■ **Excerpts from point annotation data**
__________

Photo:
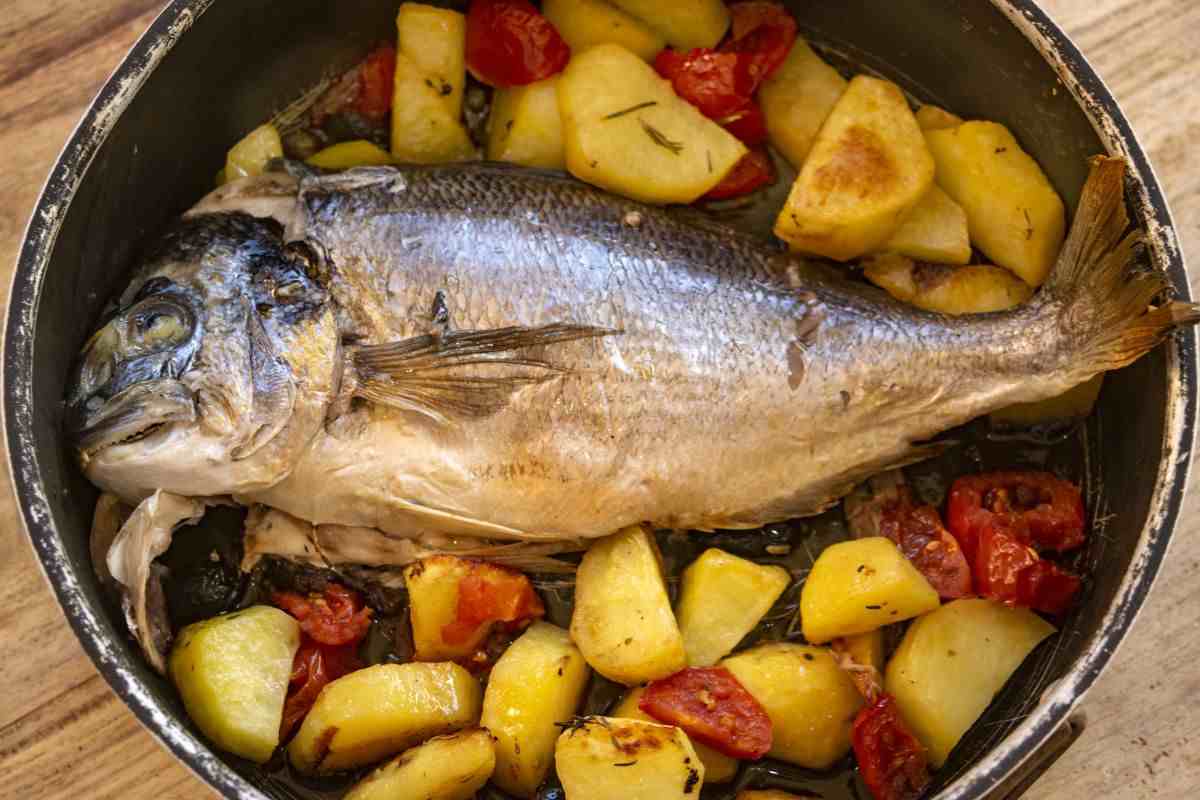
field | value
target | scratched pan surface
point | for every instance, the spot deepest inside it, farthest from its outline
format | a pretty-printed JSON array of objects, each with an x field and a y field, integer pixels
[{"x": 209, "y": 71}]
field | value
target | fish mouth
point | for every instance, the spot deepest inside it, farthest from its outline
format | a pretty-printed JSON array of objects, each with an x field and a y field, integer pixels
[{"x": 132, "y": 415}]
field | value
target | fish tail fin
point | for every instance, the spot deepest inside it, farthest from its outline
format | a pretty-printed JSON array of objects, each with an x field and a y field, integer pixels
[{"x": 1115, "y": 312}]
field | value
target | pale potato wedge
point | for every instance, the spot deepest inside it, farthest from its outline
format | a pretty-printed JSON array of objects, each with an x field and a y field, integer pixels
[
  {"x": 810, "y": 701},
  {"x": 232, "y": 673},
  {"x": 604, "y": 758},
  {"x": 583, "y": 23},
  {"x": 867, "y": 170},
  {"x": 683, "y": 23},
  {"x": 436, "y": 41},
  {"x": 375, "y": 713},
  {"x": 444, "y": 768},
  {"x": 935, "y": 118},
  {"x": 970, "y": 289},
  {"x": 721, "y": 599},
  {"x": 525, "y": 126},
  {"x": 797, "y": 100},
  {"x": 534, "y": 687},
  {"x": 627, "y": 131},
  {"x": 423, "y": 128},
  {"x": 623, "y": 621},
  {"x": 953, "y": 662},
  {"x": 1014, "y": 216},
  {"x": 935, "y": 230},
  {"x": 251, "y": 155},
  {"x": 719, "y": 768},
  {"x": 859, "y": 585}
]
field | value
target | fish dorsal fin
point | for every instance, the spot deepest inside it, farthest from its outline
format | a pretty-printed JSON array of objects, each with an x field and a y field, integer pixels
[{"x": 463, "y": 373}]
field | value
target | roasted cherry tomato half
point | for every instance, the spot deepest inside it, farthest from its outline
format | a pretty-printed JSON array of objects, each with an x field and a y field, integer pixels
[
  {"x": 335, "y": 617},
  {"x": 748, "y": 175},
  {"x": 891, "y": 759},
  {"x": 713, "y": 708},
  {"x": 509, "y": 43},
  {"x": 1036, "y": 509},
  {"x": 762, "y": 32},
  {"x": 919, "y": 534},
  {"x": 492, "y": 595}
]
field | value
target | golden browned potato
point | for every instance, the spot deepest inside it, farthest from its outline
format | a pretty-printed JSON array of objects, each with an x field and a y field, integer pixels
[
  {"x": 797, "y": 100},
  {"x": 953, "y": 662},
  {"x": 721, "y": 597},
  {"x": 867, "y": 170},
  {"x": 971, "y": 289},
  {"x": 1014, "y": 215},
  {"x": 436, "y": 41},
  {"x": 623, "y": 620},
  {"x": 525, "y": 126},
  {"x": 810, "y": 701},
  {"x": 378, "y": 711},
  {"x": 583, "y": 23},
  {"x": 719, "y": 768},
  {"x": 534, "y": 687},
  {"x": 232, "y": 673},
  {"x": 683, "y": 23},
  {"x": 444, "y": 768},
  {"x": 859, "y": 585},
  {"x": 935, "y": 230},
  {"x": 604, "y": 758},
  {"x": 627, "y": 131}
]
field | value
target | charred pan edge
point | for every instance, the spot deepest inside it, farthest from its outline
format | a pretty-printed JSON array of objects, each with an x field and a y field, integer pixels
[{"x": 115, "y": 663}]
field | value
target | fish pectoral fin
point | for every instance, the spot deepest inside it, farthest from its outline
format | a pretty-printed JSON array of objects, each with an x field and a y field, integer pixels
[{"x": 463, "y": 373}]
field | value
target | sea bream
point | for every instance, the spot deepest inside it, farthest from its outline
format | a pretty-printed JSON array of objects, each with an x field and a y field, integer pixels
[{"x": 472, "y": 352}]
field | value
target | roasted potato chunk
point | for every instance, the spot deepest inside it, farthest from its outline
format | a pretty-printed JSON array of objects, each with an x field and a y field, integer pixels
[
  {"x": 867, "y": 170},
  {"x": 627, "y": 131},
  {"x": 583, "y": 23},
  {"x": 810, "y": 701},
  {"x": 534, "y": 687},
  {"x": 683, "y": 23},
  {"x": 1013, "y": 214},
  {"x": 604, "y": 758},
  {"x": 378, "y": 711},
  {"x": 232, "y": 673},
  {"x": 444, "y": 768},
  {"x": 859, "y": 585},
  {"x": 719, "y": 768},
  {"x": 721, "y": 597},
  {"x": 623, "y": 621},
  {"x": 953, "y": 662},
  {"x": 797, "y": 100}
]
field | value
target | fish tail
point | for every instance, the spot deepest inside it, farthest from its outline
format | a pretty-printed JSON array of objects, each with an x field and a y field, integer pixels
[{"x": 1113, "y": 311}]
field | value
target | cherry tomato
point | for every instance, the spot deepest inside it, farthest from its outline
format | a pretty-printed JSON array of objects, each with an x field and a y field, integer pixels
[
  {"x": 336, "y": 617},
  {"x": 763, "y": 32},
  {"x": 712, "y": 708},
  {"x": 376, "y": 78},
  {"x": 509, "y": 43},
  {"x": 490, "y": 595},
  {"x": 921, "y": 536},
  {"x": 749, "y": 174},
  {"x": 891, "y": 759}
]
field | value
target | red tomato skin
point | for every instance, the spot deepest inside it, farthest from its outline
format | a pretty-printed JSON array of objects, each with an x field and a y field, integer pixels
[
  {"x": 713, "y": 708},
  {"x": 753, "y": 172},
  {"x": 509, "y": 43},
  {"x": 892, "y": 762}
]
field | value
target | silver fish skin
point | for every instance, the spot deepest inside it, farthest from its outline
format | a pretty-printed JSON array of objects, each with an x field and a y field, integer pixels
[{"x": 718, "y": 383}]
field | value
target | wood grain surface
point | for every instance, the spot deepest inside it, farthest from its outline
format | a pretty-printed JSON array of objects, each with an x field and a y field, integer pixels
[{"x": 63, "y": 733}]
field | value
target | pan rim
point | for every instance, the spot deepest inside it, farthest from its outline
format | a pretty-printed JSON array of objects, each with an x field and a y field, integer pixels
[{"x": 119, "y": 669}]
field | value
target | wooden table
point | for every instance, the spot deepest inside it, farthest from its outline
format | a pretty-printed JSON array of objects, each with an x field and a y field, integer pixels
[{"x": 64, "y": 734}]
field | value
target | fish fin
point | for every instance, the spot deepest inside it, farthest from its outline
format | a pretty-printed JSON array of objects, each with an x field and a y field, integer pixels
[
  {"x": 1103, "y": 300},
  {"x": 462, "y": 373}
]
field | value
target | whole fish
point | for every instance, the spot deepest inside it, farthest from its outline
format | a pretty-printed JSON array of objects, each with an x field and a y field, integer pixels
[{"x": 480, "y": 352}]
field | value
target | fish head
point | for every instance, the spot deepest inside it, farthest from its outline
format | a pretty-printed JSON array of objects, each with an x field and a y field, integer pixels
[{"x": 213, "y": 370}]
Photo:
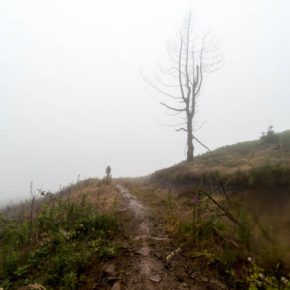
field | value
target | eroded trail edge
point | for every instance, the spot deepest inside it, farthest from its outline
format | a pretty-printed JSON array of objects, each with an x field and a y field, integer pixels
[{"x": 145, "y": 269}]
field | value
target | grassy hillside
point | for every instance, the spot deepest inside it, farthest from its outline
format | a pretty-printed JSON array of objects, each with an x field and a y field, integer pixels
[
  {"x": 264, "y": 162},
  {"x": 229, "y": 211},
  {"x": 59, "y": 241}
]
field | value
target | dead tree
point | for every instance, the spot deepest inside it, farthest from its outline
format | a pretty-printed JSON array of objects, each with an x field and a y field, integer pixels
[{"x": 192, "y": 57}]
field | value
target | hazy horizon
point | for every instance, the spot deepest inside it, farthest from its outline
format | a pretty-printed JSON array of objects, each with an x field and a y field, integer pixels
[{"x": 73, "y": 99}]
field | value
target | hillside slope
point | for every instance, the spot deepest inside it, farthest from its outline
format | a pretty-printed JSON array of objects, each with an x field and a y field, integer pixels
[{"x": 241, "y": 164}]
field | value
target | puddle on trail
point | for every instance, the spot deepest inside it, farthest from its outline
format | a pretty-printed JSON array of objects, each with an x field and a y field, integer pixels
[{"x": 150, "y": 270}]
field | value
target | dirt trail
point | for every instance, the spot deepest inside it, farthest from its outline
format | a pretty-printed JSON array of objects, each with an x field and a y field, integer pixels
[{"x": 144, "y": 268}]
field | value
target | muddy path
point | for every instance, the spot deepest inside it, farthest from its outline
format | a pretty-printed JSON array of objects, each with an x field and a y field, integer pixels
[{"x": 142, "y": 265}]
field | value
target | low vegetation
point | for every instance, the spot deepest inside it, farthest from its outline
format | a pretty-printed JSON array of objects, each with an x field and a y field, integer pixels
[
  {"x": 215, "y": 239},
  {"x": 58, "y": 241},
  {"x": 228, "y": 212}
]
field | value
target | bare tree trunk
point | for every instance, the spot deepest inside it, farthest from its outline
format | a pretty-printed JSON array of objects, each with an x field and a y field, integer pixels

__________

■ **Stated task**
Gather every line above that contains the string "tree", matching case exactly.

■ **Finished exercise**
target | dead tree
target | bare tree trunk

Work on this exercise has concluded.